§ **Extract to read**
>> BEGIN

Arab states in the Middle East and North Africa are pushing forward with the construction of nuclear power plants, according to a new report released by the Institute for Policy and Strategy (IPS) at the Interdisciplinary Center Herzliya led by Major-General (res.) Amos Gilad.
The United Arab Emirates (UAE) will be the first state to operate a nuclear reactor (made in South Korea). Egypt, Saudi Arabia, Jordan, Sudan, Tunisia and Algeria are expected to follow in its footsteps, having declared their intention to build nuclear reactors. Each of these countries is in the process of implementing the plan.
While these countries say they need the nuclear power plants to meet the growing demand for energy for economic purposes, the IPS report reveals this isn’t the only reason for their efforts. The report’s author, Dr. Shaul Shay, director of research at the IPS and a former deputy head of the National Security Council (NSC), says the purchase of nuclear technology is also the Sunni Arab world’s way of dealing with the Iranian nuclear program. This trend is encouraged by Russia, which is interested in providing the knowledge and technology as a way of reinforcing its position in the region. Dr. Shay believes the information collected as part of the research supports Israel’s claim that the fear of a nuclear Iran is prompting Middle Eastern countries to acquire knowledge and nuclear technology. This trend is particularly evident among Iran’s rivals—Egypt, Saudi Arabia, Turkey, Jordan and the Persian Gulf countries.
The world powers’ nuclear agreement with Iran, which relaxes the sanctions imposed on the Islamic Republic in exchange for a commitment to avoid developing a nuclear weapon in the coming decade, gives its neighbors time to develop a nuclear infrastructure of their own before the agreement expires. While Dr. Shay stresses there is a major difference between the ability to develop a nuclear program and obtaining knowledge, nuclear technology and a nuclear reactor for energy purposes, he says the existence of knowledge and a nuclear infrastructure could help speed up the processes aimed at turning the civil technology into a military technology.

>> END

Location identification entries
>> BEGIN

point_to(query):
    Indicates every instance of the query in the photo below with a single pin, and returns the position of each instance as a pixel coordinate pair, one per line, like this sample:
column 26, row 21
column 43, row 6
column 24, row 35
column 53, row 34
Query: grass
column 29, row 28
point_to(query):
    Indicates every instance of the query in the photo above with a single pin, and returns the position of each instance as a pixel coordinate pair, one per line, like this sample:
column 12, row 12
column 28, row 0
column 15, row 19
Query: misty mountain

>> END

§ **Required work**
Answer these questions about the report on Arab states building nuclear power plants:
1. Which state will be the first to operate a nuclear reactor, and in which country was that reactor made?
2. Which country encourages the trend and provides knowledge and technology to strengthen its position in the region?
3. Under the world powers' agreement, what does Iran commit to avoid, and for how long?

§ **Output**
1. The United Arab Emirates (UAE); the reactor was made in South Korea.
2. Russia.
3. Developing a nuclear weapon, for the coming decade.